Gracias al memo de Downing Street que fue hecho público, sabemos que George Bush fabricó un pretexto legal para una guerra. Decidió levantar cargos contra Saddam Hussein por la violación material de la resolución aprobada al final de la Guerra del Golfo de 1991. No tenía ninguna prueba de que Saddam Hussein estuviera violando tal resolución. De modo que él y sus consejeros fabricaron reportes de armas de destrucción masiva y los diseminaron en los medios y el público asustados y manipulados. En breve, mintió. Nos mintió y le mintió al resto del mundo. Hay decenas de miles, quizá cientos de miles de personas que han sido asesinadas o heridas en una guerra que no tiene justificación legal; una guerra llevada a cabo mediante la violación de la ley internacional; una guerra que bajo las leyes post-Nuremberg se define como “una guerra criminal de agresión”.
◇ ◇ ◇ ◇ ◇ ◇ ◇
» **ACCIONES REQUERIDAS**:
1) Traduce al inglés esta oración del texto sobre el memo de Downing Street: «No tenía ninguna prueba de que Saddam Hussein estuviera violando tal resolución.»
2) Convierte en una lista el párrafo del texto sobre el memo de Downing Street que empieza con «Gracias al memo de Downing Street» y conserva sus datos principales.
3) Retoma el texto sobre el memo de Downing Street después de su última oración y continúalo.
Los ítems son material independiente del texto sobre el memo de Downing Street.
◇ ◇ ◇ ◇ ◇ ◇ ◇
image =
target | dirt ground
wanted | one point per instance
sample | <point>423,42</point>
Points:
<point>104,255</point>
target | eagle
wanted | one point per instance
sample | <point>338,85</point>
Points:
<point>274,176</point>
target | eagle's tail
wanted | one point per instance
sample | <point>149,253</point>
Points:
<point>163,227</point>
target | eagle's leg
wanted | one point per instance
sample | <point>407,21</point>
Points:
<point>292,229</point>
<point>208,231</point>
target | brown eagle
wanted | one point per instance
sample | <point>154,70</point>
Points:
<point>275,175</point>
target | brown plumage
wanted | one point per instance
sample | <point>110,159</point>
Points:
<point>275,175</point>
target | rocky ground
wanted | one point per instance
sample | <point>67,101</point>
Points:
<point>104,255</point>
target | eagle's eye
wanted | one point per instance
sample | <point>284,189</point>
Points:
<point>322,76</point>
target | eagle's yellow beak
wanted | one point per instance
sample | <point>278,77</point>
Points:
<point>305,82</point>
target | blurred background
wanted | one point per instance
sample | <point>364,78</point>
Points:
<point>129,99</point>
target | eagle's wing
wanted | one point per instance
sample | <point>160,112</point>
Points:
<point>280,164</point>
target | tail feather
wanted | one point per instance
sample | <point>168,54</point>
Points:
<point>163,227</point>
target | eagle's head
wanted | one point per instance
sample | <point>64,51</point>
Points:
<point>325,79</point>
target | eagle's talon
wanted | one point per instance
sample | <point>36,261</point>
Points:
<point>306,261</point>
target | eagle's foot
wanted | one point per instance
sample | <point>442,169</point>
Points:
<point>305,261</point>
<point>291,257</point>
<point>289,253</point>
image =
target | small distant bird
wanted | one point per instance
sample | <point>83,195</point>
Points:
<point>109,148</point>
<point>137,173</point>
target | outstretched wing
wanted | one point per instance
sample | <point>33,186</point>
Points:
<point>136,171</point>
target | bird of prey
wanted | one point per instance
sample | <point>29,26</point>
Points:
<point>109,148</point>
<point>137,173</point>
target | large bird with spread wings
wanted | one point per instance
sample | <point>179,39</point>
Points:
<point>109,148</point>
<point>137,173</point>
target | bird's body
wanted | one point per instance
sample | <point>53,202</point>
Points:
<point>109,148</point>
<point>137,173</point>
◇ ◇ ◇ ◇ ◇ ◇ ◇
» **RESPUESTAS POR ÍTEM**:
1) He had no evidence that Saddam Hussein was violating that resolution.

2)
- Por el memo de Downing Street, hecho público, se sabe que George Bush fabricó un pretexto legal para una guerra.
- Decidió levantar cargos contra Saddam Hussein por la violación material de la resolución aprobada al final de la Guerra del Golfo de 1991, sin tener ninguna prueba de esa violación.
- Él y sus consejeros fabricaron reportes de armas de destrucción masiva y los diseminaron en unos medios y un público asustados y manipulados.
- Mintió a «nosotros» y al resto del mundo.
- Decenas de miles, quizá cientos de miles de personas han sido asesinadas o heridas en esa guerra.
- Es una guerra sin justificación legal, llevada a cabo violando la ley internacional, que bajo las leyes post-Nuremberg se define como «una guerra criminal de agresión».

3)
Hemos metido la pata en naciones de las que sabemos muy poco. Estamos atrapados entre amargas rivalidades y grupos étnicos y líderes competidores que no entendemos. Estamos tratando de transplantar un sistema político moderno inventado en Europa y caracterizado, entre otras cosas, por la división de la tierra en estados seculares independientes basados en la ciudadanía nacional, a una tierra donde la creencia en un gobierno secular civil es un credo desconocido. Irak fue un desastre para los británicos cuando lo ocuparon en 1917. Será un desastre también para nosotros. Podemos comenzar un retiro ordenado o ver cómo se derrumba la misión.

Es importante vivir en un mundo con base en reglas. La creación de organismos y leyes internacionales, así como la santidad de nuestros derechos constitucionales, nos han permitido sostenernos en forma preeminente como nación –una nación que en su mejor aspecto busca respetar y defender el régimen de la ley–. Si demolemos el frágil y delicado orden nacional e internacional, si le permitimos a George Bush crear un mundo donde la diplomacia, la amplia cooperación, la democracia y la ley no tienen ningún valor, si permitimos que estos salvaguardas legales internacionales y nacionales caigan, nuestra autoridad moral y política se derrumbará. Desgastaremos la posibilidad de cooperación entre los estados-nación, incluyendo nuestros aliados más cercanos. Perderemos nuestro país. Y al final, veremos cómo el mal que hemos impuesto a otros nos visitará a nosotros también.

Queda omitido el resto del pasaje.